> [DIRECTION] Please pull out the entries from the line with "the drum sling" on through the last line, copying each one unchanged.

— Start SUPPLIED INFORMATION —

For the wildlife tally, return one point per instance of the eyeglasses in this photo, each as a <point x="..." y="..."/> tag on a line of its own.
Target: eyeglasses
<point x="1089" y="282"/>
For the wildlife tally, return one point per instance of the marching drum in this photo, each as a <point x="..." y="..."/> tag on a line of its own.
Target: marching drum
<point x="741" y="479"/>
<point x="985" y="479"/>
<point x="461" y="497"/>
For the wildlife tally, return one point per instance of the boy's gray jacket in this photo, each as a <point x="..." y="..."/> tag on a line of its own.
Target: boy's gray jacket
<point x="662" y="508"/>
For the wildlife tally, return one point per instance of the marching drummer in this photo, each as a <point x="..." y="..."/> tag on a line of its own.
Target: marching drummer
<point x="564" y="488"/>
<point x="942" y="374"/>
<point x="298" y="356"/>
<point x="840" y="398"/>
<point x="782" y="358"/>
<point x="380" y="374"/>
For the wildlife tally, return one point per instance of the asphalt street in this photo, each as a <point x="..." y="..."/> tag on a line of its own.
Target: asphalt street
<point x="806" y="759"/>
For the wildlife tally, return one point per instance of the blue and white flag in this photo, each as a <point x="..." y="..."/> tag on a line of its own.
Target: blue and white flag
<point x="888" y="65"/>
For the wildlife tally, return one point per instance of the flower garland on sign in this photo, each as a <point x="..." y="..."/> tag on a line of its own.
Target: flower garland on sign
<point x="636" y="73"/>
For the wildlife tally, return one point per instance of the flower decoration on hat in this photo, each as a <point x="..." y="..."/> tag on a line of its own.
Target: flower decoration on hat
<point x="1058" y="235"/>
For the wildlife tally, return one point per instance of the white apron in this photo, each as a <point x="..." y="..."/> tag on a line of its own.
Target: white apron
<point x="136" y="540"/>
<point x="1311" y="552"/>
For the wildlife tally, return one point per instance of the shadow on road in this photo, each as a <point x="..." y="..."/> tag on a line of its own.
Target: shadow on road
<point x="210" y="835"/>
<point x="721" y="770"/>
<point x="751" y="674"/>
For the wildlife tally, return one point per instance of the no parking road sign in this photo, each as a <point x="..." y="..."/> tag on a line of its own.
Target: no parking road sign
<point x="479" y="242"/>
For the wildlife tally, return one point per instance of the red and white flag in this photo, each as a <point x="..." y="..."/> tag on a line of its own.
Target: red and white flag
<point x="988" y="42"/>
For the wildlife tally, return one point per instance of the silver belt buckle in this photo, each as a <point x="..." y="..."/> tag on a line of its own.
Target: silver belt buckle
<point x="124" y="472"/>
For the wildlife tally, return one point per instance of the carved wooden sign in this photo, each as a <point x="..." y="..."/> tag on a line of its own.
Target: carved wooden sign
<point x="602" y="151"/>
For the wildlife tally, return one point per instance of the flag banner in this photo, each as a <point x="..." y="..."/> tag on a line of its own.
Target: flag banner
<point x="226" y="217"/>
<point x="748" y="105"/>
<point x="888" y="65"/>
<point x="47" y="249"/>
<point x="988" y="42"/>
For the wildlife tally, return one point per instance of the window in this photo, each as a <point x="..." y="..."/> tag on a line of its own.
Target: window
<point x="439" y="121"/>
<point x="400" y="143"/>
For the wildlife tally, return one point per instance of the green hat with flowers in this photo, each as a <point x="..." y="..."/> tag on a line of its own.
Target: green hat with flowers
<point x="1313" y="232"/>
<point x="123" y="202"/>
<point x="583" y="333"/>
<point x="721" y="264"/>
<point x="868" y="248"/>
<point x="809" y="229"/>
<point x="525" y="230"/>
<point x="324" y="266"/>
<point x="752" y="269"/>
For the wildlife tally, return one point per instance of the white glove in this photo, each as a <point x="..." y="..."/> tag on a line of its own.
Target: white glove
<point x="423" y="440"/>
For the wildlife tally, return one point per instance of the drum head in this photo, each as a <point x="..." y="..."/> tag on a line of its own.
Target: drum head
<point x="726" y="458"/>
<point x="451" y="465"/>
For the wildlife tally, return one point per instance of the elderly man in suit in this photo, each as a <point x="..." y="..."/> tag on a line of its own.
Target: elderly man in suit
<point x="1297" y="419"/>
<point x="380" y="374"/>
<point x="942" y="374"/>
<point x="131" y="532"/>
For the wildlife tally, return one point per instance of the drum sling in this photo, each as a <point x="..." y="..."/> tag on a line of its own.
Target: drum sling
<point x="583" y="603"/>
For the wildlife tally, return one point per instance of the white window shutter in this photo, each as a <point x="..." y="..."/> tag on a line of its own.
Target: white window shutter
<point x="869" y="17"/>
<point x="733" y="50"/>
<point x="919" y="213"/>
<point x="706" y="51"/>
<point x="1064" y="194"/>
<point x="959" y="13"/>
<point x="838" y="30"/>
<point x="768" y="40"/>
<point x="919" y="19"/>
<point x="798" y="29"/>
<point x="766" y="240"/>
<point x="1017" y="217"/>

— End SUPPLIED INFORMATION —

> [FINAL RESULT]
For the wildlife tally, return one point per instance of the drum sling in this photo, each as a <point x="..." y="..."/> tag on a line of its own.
Target: drum sling
<point x="583" y="603"/>
For the wildlife tally, return one point per instance of the white window shutter in this photo, each as a <point x="..." y="..."/> tag on a line of its own.
Target: white window shutter
<point x="869" y="17"/>
<point x="733" y="50"/>
<point x="919" y="213"/>
<point x="706" y="51"/>
<point x="1064" y="194"/>
<point x="959" y="13"/>
<point x="838" y="30"/>
<point x="768" y="40"/>
<point x="919" y="19"/>
<point x="798" y="29"/>
<point x="766" y="240"/>
<point x="1017" y="217"/>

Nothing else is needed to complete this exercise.